* Begin Data records *

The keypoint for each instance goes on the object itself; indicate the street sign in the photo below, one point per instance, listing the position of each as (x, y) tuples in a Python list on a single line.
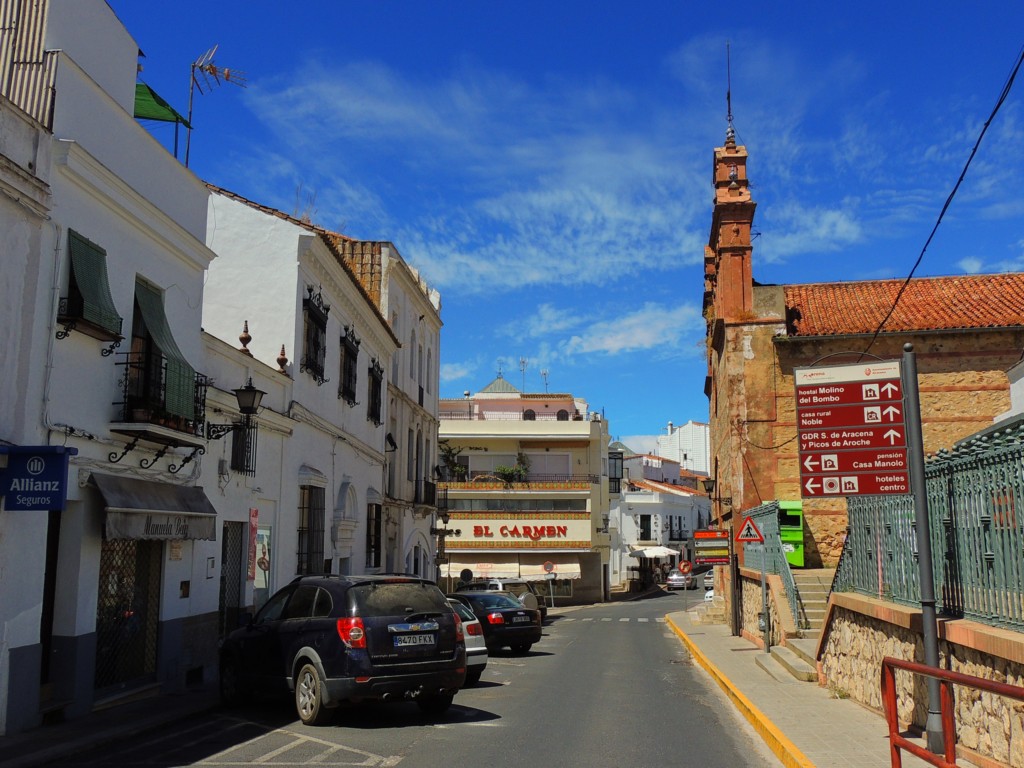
[(851, 431), (711, 547), (749, 531)]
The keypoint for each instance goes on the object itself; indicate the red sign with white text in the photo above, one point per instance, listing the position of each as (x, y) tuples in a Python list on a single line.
[(850, 423)]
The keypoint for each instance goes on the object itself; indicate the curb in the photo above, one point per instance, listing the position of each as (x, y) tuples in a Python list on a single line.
[(783, 749)]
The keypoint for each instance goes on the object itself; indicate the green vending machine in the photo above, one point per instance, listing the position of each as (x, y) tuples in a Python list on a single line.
[(791, 530)]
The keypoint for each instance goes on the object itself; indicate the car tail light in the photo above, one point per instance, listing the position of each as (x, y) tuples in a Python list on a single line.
[(351, 632)]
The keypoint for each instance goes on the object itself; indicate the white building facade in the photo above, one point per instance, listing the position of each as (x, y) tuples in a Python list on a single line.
[(528, 491), (109, 367), (689, 444), (287, 283)]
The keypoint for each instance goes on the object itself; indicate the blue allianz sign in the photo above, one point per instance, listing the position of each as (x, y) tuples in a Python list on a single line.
[(36, 477)]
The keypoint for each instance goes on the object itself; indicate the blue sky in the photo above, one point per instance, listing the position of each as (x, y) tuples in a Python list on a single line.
[(547, 165)]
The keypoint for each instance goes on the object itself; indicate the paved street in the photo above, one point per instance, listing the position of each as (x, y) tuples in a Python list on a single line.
[(608, 685)]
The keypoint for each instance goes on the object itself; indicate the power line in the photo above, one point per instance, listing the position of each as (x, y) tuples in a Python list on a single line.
[(1003, 97)]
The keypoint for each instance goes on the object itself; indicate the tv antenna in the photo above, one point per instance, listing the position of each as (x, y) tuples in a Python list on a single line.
[(211, 75)]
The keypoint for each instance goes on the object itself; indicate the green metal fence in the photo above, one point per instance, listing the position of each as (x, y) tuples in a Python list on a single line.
[(771, 554), (977, 535)]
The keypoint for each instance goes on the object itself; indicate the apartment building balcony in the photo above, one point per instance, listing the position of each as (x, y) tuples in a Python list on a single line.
[(524, 482)]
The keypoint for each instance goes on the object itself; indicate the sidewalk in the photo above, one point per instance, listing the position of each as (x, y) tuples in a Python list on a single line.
[(803, 723), (52, 742)]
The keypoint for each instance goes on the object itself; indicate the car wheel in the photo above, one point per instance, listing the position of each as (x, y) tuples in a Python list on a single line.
[(230, 682), (436, 704), (309, 696)]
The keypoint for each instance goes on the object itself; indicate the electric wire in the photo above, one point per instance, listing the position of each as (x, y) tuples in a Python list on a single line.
[(1003, 97)]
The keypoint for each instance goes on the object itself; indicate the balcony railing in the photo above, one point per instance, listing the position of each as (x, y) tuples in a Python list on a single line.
[(464, 415), (143, 390), (532, 480)]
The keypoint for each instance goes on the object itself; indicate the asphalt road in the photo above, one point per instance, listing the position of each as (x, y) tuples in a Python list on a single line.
[(608, 685)]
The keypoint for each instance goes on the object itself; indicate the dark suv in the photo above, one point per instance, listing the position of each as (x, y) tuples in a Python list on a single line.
[(336, 638)]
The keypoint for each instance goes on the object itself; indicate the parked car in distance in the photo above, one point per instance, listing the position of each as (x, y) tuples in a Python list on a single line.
[(334, 638), (506, 622), (709, 580), (679, 581), (522, 589), (476, 646)]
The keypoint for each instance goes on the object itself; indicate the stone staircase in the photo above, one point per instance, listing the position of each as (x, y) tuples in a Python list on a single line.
[(796, 660), (813, 586)]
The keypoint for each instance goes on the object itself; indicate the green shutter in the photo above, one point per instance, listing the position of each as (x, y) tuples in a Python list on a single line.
[(88, 264), (180, 383)]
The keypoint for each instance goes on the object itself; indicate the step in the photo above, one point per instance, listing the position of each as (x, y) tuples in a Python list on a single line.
[(778, 673), (804, 647), (796, 666)]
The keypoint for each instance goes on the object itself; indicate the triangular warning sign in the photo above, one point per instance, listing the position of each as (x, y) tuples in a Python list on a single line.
[(749, 531)]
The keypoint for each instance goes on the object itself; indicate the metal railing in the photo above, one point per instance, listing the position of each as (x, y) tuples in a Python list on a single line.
[(772, 556), (947, 679), (977, 535), (143, 384)]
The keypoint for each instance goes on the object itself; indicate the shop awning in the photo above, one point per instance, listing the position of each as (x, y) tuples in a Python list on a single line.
[(483, 565), (531, 566), (142, 509)]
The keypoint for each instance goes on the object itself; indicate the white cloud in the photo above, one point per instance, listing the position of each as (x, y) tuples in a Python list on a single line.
[(456, 371), (651, 327), (971, 265)]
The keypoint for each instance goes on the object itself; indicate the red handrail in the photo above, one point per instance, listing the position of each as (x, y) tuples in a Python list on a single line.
[(947, 680)]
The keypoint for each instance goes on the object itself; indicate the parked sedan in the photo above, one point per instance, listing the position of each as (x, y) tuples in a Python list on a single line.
[(506, 622), (679, 581), (476, 646)]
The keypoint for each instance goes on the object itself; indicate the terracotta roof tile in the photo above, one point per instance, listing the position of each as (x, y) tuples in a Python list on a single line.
[(927, 304)]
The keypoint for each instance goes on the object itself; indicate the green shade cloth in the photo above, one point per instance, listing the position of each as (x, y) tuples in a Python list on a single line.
[(88, 264), (180, 382), (148, 105)]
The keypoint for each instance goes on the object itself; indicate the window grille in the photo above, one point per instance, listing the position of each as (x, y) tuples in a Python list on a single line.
[(309, 552), (349, 355), (314, 313), (374, 525)]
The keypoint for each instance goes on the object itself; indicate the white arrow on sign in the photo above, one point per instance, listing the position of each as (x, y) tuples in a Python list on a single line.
[(892, 412)]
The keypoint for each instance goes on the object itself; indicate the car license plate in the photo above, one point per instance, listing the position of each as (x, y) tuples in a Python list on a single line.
[(414, 640)]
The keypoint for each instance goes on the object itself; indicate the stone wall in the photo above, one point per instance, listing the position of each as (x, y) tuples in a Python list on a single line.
[(855, 642), (751, 609)]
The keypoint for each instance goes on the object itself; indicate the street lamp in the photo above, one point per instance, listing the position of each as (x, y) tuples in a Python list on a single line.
[(249, 398)]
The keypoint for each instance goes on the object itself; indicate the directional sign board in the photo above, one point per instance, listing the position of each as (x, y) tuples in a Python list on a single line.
[(711, 547), (852, 436)]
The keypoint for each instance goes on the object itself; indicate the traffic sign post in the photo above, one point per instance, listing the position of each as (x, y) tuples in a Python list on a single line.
[(851, 423)]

* End Data records *

▶ [Short problem] Reproduce the stretch from the line containing "indicate the step" through the line containing "[(772, 556), (947, 679), (977, 535), (143, 384)]", switching "metal railing" to "iron railing" and leaving everything else unchanged.

▶ [Reply to the exercise]
The keypoint for each instance goes on the object itself; indicate the step in the photo above, one point per instance, listing the position of each as (x, y) tuples in a Python list on a single line.
[(778, 673), (804, 647), (796, 666)]
The keypoint for each instance goes on the object itself; indicate the triangular warning sign in the photo above, one point per instance, listing the position of each as (x, y) tuples in a Python list on a single line.
[(749, 531)]
The keypoint for each instance goes on the object itself; indicate the iron railing in the photo above, one point per instance, listing the position of each as (x, y) tuples in a Python list on a single line.
[(772, 556), (947, 679), (977, 535), (143, 384)]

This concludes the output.